Anger can serve good purposes. For example, to be angry at injustice is appropriate. Anger could be an honest response to a bad situation and be the catalyst for constructive dialogue. But what we see so much these days is not anger at conditions but toward persons.
John Wesley makes this distinction in discussing the Sermon on the Mount. There Jesus says, while it was told not to murder, “that if you are angry with a brother or sister, you will be liable to judgment… (Matthew 5:22, NRSV) As Wesley notes, “Our Lord here ranks under the head of murder even that anger which goes no further than the heart; which does not show itself by an outward unkindness, no, not so much as a passionate word.” (“The Sermon on the Mount, II,” ¶ I.8)
Some older English translations have Jesus say, “angry without cause,” but our modern translations omit it as not being in the original text. Wesley agrees with the omission because he believes the phrase to be “entirely superfluous.” “For if anger at persons be a temper contrary to love, how can there be…a sufficient cause for it?” (¶ I.8)
Sometimes people excuse their anger by saying they are simply being zealous for the truth, freedom, or some other reasonable purpose. Wesley will have none of it. Whatever the provocation, anger directed at others is not zeal, for “True Christian zeal is no other than the flame of love. This is the nature, the inmost essence of it.” (“On Zeal,” ¶ I.3)

_SOURCE DATA_

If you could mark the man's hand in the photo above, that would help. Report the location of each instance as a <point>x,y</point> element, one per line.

_PROBLEMS_
1. Copy the passage on anger word for word, from "Anger can serve" to "but toward persons.".
2. Pick up the piece on Wesley and anger from its last sentence and write the next part.

_ANSWERS TO THE PROBLEMS_
1.
Anger can serve good purposes. For example, to be angry at injustice is appropriate. Anger could be an honest response to a bad situation and be the catalyst for constructive dialogue. But what we see so much these days is not anger at conditions but toward persons.

2.
Anger, in contrast, “is the flame of wrath. It is flat, sinful anger…And nothing is a greater enemy to the mild, gentle love of God than this.” (“The Wilderness State,” ¶ II.7)
God’s purpose is to give us love, peace, and joy through Jesus Christ and the Holy Spirit. We can receive a calmness of spirit (which is how Wesley defines “meekness”) that can heal our tendency to take offense. We receive and grow in a love that encompasses even those who offend, the stewards on planes and the servers in restaurants which are often the targets of anger but have not offended us at all.
Let it be our prayer to receive this new life of love such that it governs our hearts and our lives. We can then witness that love is an alternative to a culture of anger.